EXERCISE DIRECTIONS: With the images left out, print all of the records below exactly.

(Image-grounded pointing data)
* * * *
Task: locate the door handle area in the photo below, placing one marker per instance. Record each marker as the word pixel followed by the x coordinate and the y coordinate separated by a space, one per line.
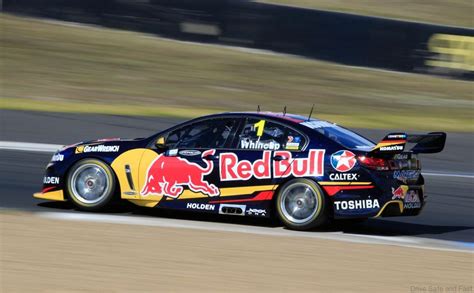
pixel 279 158
pixel 211 158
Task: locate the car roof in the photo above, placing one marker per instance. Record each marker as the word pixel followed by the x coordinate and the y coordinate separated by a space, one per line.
pixel 287 117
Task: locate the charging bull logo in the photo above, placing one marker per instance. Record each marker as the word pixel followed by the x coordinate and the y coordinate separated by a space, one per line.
pixel 167 176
* * * *
SOLVED PROBLEM:
Task: locate the door handle area in the photo below, placing one marker per instance. Record each marker as the word pixel followed by the x coordinate and the y coordinate separated by a space, one per line.
pixel 279 158
pixel 211 158
Task: locate the car roof in the photo above, placing one marker per instance. Record each marker as the word pixel followed by the x coordinate and the y coordinate separated by a space, one per line.
pixel 287 117
Task: locate the charging bull logo in the photo above, placing one marker per instance. Record each marker as the word pixel followed by the x coordinate and the y coordinate separated by a space, one per line.
pixel 167 176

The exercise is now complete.